▸ **Document text**
━━━
At the Bio International Convention held last year in Philadelphia, The Discovery Labs announced it was opening 1.6 million square feet of coworking space and collaborative labs for healthcare, life sciences and tech companies out of GlaxoSmithKline’s former campus in King of Prussia.
About half a year later, nearly all its square footage has been accounted for, Audrey Greenberg, executive managing director of the Discovery Labs, told Technical.ly.
Included is a big get for the region: The Discovery Labs and Deerfield Management Company have formed The Center for Breakthrough Medicines, a contract development and manufacturing organization and specialty investment company, the Discovery Labs announced this week.
The Center for Breakthrough Medicines leased 680,000 square feet of Discovery Labs’ facility to provide pre-clinical through commercial manufacturing of cell and gene therapies, including process development, plasmid DNA, viral vectors, cell banking, cell processing and support testing capabilities.
Its goal is to “to alleviate the critical lack of capacity that is preventing patients from accessing critically needed cell and gene therapies,” Discovery Labs said.
━━━
▸ **Aim of the task**
Revise the Discovery Labs article from "About half a" through "Labs, told Technical.ly.", replacing "About half a year later" with "Roughly six months later". The material that follows is separate from the text above.
━━━
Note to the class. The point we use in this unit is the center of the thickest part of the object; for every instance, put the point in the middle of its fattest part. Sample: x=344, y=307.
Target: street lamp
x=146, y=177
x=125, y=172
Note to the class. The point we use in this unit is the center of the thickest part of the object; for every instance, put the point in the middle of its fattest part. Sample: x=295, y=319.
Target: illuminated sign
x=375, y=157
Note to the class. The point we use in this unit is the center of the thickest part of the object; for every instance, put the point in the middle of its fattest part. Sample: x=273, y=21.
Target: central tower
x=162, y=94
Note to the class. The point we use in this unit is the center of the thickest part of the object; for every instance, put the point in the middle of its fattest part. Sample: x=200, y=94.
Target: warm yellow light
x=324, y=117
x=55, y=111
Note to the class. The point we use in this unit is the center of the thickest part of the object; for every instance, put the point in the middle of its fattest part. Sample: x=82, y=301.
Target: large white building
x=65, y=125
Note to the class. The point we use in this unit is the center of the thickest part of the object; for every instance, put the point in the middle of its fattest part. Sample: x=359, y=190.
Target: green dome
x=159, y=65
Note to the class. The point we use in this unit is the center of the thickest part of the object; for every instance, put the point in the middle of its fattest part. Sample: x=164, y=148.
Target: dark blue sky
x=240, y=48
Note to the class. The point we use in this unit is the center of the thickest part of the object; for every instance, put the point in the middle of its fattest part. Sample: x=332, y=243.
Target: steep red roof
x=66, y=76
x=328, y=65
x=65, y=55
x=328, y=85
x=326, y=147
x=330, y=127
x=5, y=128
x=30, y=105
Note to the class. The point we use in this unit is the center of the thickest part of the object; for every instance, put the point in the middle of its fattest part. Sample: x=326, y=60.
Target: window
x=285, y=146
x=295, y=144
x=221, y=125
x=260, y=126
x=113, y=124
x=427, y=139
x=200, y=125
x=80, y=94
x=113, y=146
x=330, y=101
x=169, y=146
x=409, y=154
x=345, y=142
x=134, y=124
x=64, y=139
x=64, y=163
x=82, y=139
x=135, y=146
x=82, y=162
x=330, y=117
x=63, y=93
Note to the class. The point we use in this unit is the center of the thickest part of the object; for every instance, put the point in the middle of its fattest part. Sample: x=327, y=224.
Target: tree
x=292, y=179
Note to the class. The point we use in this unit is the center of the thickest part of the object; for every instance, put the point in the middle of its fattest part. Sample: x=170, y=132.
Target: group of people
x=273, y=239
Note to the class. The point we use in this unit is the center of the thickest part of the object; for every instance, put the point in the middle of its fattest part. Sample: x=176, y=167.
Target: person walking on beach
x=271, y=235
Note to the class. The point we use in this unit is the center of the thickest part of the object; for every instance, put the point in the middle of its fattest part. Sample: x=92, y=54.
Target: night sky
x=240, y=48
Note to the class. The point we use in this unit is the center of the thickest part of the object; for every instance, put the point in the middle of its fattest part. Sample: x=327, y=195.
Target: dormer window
━━━
▸ **Output of the exercise**
Roughly six months later, nearly all its square footage has been accounted for, Audrey Greenberg, executive managing director of the Discovery Labs, told Technical.ly.